● **Aufgabe**: Führen Sie den Text über Parteiversammlungen auf Sportplätzen und in Stadien im Anschluss an seinen letzten Satz fort.

● **Vorliegender Textauszug**:

++++++++

Auch das Wahlprogramm im Werra-Meißner-Kreis hätten sie mit viel Abstand in einer dauergelüfteten Turnhalle verabschiedet. „Die Leute haben dicke Kleidung angezogen und warmen Tee mitgebracht, trotzdem hatten sie später kalte Finger und Füße. Aber sie waren experimentierfreudig und wollten das mitmachen.“

Fußballstadien sind besonders beliebt

Besonders beliebt scheinen Fußballplätze oder -stadien zu sein. Vor wenigen Tagen hat der CDU-Kreisverband Paderborn Carsten Linnemann im Stadion Laumeskamp in Delbrück nominiert. Friedrich Merz wurde bei knapp sechs Grad auf der roten Tartanbahn des Stadions „Große Wiese“ im Hochsauerlandkreis aufgestellt. Dabei saßen 460 Delegierte, teils eingehüllt in Decken, auf der Tribüne. Ähnlich lief es bei der Linken, die im September Norbert Müller im Babelsberger Karl- Liebknecht-Stadion aufstellte. Im Hintergrund des Rednerpultes konnte man währenddessen Sportlern beim Fußball spielen zuschauen.

Auch im fränkischen Fürth hatte sich die SPD vergangenen Oktober corona-konform auf einem Fußballplatz versammelt. Wobei die Delegierten in dicken Jacken und unter anderem mit Tee auf der trockenen Tribüne saßen, während Kandidat Carsten Träger seine Bewerbungsrede im Regen auf dem Rasen hielt. Geklappt hat es für ihn trotzdem.

++++++++

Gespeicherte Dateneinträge
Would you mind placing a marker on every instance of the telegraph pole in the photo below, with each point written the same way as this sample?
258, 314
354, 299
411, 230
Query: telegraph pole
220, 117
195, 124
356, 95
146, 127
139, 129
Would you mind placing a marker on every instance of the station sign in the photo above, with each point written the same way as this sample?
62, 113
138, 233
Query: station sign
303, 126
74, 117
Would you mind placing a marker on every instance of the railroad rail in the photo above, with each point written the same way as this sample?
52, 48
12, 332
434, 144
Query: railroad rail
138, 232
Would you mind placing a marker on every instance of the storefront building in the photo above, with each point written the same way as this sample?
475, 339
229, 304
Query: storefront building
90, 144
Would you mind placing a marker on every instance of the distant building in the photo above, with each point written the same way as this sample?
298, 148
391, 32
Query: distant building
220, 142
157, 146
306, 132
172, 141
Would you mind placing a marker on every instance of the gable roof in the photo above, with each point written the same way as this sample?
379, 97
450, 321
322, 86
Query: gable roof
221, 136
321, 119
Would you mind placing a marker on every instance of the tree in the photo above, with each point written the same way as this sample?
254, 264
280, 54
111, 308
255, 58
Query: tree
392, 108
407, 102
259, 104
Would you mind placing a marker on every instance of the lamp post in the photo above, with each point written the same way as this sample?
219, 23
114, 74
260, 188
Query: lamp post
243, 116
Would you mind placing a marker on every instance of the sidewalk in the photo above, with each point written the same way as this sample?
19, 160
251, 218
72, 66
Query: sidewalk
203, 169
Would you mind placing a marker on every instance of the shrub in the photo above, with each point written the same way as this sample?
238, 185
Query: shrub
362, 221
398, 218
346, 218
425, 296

++++++++

● **Ergebnis**:
Nominierung bei fünf Grad

Mitte Mai trafen sich rund 400 Mitglieder des AfD-Landesverbandes Mecklenburg-Vorpommern für ihren Parteitag in einem Zelt in Kemnitz bei Greifswald. Mit Abstand und Maske wurde Landeschef Leif-Erik Holm auf Listenplatz 1 gewählt. Dabei wird es wärmer gewesen sein als bei den bayerischen Freien Wählern aus Fürstenfeldbruck und Dachau, deren Wahlversammlung im April unter freiem Himmel stattfand.

Auf dem Platz vor dem Mammendorfer Bürgerhaus wählten sie Otmar Tholler zum Direktkandidaten – bei fünf Grad über Null. Doch auch mit Pandemie gibt es in diesem Jahr noch ganz klassische Zeremonien. Hans-Georg Maaßen wurde Anfang Mai wie in Vor-Coronazeiten in einem Saal im thüringischen Suhl für den Wahlkreis Süd-Thüringen nominiert.